About this exercise.
Repeat each entry exactly.

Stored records
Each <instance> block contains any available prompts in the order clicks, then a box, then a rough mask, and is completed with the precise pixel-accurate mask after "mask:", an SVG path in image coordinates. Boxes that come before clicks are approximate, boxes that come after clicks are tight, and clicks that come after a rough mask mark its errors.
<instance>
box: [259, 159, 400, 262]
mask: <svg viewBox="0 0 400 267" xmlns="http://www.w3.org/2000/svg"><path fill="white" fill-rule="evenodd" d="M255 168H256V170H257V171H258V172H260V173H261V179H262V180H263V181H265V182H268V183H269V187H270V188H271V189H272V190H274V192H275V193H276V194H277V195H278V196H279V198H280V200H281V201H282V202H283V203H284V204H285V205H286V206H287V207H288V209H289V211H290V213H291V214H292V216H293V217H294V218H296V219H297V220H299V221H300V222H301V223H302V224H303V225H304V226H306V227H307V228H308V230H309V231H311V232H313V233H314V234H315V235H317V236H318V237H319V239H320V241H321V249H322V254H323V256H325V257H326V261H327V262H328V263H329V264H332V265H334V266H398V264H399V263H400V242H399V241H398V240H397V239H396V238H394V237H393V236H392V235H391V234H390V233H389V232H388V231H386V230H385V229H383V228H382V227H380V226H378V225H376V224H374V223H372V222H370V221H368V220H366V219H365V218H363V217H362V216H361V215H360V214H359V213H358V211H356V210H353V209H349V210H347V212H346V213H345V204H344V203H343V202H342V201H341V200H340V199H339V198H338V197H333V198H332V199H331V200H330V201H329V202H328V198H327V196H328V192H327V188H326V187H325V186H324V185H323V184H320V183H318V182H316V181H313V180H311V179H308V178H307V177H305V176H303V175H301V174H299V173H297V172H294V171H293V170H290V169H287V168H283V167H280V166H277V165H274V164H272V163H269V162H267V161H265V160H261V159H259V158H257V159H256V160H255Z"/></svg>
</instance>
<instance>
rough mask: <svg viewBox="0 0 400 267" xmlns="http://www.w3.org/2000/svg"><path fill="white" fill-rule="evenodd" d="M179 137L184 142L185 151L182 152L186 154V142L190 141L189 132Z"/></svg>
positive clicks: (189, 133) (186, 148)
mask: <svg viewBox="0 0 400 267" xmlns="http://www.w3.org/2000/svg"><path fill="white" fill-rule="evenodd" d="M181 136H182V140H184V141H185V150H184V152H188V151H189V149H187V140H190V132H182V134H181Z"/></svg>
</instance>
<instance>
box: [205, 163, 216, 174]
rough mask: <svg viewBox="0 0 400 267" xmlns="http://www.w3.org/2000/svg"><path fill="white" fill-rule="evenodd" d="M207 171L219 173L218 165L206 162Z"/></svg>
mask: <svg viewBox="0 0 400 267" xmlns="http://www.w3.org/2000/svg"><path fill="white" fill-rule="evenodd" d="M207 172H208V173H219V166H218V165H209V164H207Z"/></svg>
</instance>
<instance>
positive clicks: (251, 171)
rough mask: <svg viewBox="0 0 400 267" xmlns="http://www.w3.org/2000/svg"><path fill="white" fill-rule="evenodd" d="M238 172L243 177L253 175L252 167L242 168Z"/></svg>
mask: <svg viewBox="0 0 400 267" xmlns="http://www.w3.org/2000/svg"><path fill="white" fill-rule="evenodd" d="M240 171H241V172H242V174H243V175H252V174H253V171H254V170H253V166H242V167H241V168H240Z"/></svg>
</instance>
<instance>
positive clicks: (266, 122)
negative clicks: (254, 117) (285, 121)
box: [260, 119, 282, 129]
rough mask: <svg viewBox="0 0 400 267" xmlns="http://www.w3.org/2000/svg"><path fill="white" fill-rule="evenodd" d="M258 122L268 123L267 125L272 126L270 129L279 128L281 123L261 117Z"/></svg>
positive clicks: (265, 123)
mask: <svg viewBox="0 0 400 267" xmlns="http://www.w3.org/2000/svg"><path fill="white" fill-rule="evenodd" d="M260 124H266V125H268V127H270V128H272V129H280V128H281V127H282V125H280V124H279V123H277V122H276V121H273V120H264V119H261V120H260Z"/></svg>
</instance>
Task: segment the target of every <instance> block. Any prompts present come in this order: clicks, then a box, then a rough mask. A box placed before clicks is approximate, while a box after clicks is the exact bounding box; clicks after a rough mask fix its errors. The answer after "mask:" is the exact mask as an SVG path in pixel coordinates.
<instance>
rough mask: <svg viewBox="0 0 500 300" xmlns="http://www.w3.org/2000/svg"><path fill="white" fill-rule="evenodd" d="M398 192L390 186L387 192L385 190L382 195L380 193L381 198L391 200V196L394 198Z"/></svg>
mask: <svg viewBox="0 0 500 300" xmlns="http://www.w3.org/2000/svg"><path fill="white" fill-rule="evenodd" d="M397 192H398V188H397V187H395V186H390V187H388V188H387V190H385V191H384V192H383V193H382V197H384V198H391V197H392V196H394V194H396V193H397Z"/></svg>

Task solution.
Each <instance> block contains any available prompts in the order clicks, then a box, then a rough mask, and is completed with the precise pixel-accurate mask after "mask:", an SVG path in image coordinates. Boxes that come before clicks are approximate, boxes that come after clicks are tight, and clicks that come after a rough mask mark its errors.
<instance>
box: [259, 159, 400, 262]
mask: <svg viewBox="0 0 400 267" xmlns="http://www.w3.org/2000/svg"><path fill="white" fill-rule="evenodd" d="M255 168H256V170H257V171H258V172H260V173H261V179H262V180H263V181H265V182H268V183H269V187H270V188H271V189H272V190H274V192H275V193H276V194H277V195H278V196H279V198H280V200H281V201H282V202H283V203H284V204H285V205H286V206H287V207H288V209H289V211H290V213H291V214H292V216H293V217H294V218H296V219H297V220H299V221H300V222H301V223H302V224H303V225H304V226H306V227H307V228H308V230H309V231H311V232H313V233H314V234H315V235H317V236H318V237H319V239H320V241H321V249H322V254H323V256H325V257H326V261H327V262H328V263H329V264H332V265H334V266H398V264H399V263H400V242H399V241H398V240H397V239H396V238H394V237H393V236H392V235H391V234H390V233H389V232H388V231H386V230H385V229H383V228H382V227H380V226H378V225H376V224H374V223H372V222H370V221H368V220H366V219H365V218H363V217H362V216H361V215H360V214H359V213H358V211H356V210H353V209H349V210H347V212H346V213H345V204H344V203H343V202H342V201H341V200H340V199H339V198H338V197H333V198H332V199H331V200H330V201H329V202H328V198H327V196H328V192H327V188H326V187H325V186H324V185H323V184H320V183H318V182H316V181H313V180H311V179H308V178H307V177H305V176H303V175H301V174H299V173H297V172H294V171H293V170H290V169H287V168H283V167H280V166H277V165H274V164H272V163H269V162H267V161H265V160H261V159H259V158H257V159H256V160H255Z"/></svg>
</instance>
<instance>
rough mask: <svg viewBox="0 0 400 267" xmlns="http://www.w3.org/2000/svg"><path fill="white" fill-rule="evenodd" d="M179 137L184 142L185 151L182 152L186 154V142L190 141L189 132Z"/></svg>
positive clicks: (189, 133) (186, 148)
mask: <svg viewBox="0 0 400 267" xmlns="http://www.w3.org/2000/svg"><path fill="white" fill-rule="evenodd" d="M181 136H182V140H184V141H185V150H184V152H188V151H189V149H187V140H190V132H182V134H181Z"/></svg>
</instance>
<instance>
box: [205, 163, 216, 174]
rough mask: <svg viewBox="0 0 400 267" xmlns="http://www.w3.org/2000/svg"><path fill="white" fill-rule="evenodd" d="M207 171L219 173L218 165L206 162Z"/></svg>
mask: <svg viewBox="0 0 400 267" xmlns="http://www.w3.org/2000/svg"><path fill="white" fill-rule="evenodd" d="M207 172H208V173H219V166H218V165H209V164H207Z"/></svg>
</instance>
<instance>
positive clicks: (251, 171)
rough mask: <svg viewBox="0 0 400 267" xmlns="http://www.w3.org/2000/svg"><path fill="white" fill-rule="evenodd" d="M238 172L243 177L253 175L252 167L242 168Z"/></svg>
mask: <svg viewBox="0 0 400 267" xmlns="http://www.w3.org/2000/svg"><path fill="white" fill-rule="evenodd" d="M240 171H241V172H242V174H243V175H252V174H253V171H254V170H253V166H242V167H241V168H240Z"/></svg>
</instance>
<instance>
positive clicks: (266, 122)
negative clicks: (254, 117) (285, 121)
box: [260, 119, 282, 129]
rough mask: <svg viewBox="0 0 400 267" xmlns="http://www.w3.org/2000/svg"><path fill="white" fill-rule="evenodd" d="M258 122L268 123L267 125L272 126L270 129L279 128L281 123L261 117Z"/></svg>
positive clicks: (265, 123)
mask: <svg viewBox="0 0 400 267" xmlns="http://www.w3.org/2000/svg"><path fill="white" fill-rule="evenodd" d="M260 124H266V125H268V127H270V128H272V129H280V128H281V127H282V125H280V124H279V123H277V122H276V121H273V120H264V119H261V120H260Z"/></svg>
</instance>
Task: segment the target of every <instance> block. Any prompts present come in this order: clicks, then a box, then a rough mask. A box placed before clicks is approximate, while a box after clicks is the exact bounding box; clicks after a rough mask fix its errors. The answer after "mask:" is the exact mask as an SVG path in pixel coordinates.
<instance>
rough mask: <svg viewBox="0 0 500 300" xmlns="http://www.w3.org/2000/svg"><path fill="white" fill-rule="evenodd" d="M398 192L390 186L387 192L385 190L382 195L380 193L381 198L391 200V196L394 198Z"/></svg>
mask: <svg viewBox="0 0 500 300" xmlns="http://www.w3.org/2000/svg"><path fill="white" fill-rule="evenodd" d="M397 192H398V188H397V187H395V186H390V187H388V188H387V190H385V191H384V192H383V193H382V197H384V198H391V197H392V196H394V194H396V193H397Z"/></svg>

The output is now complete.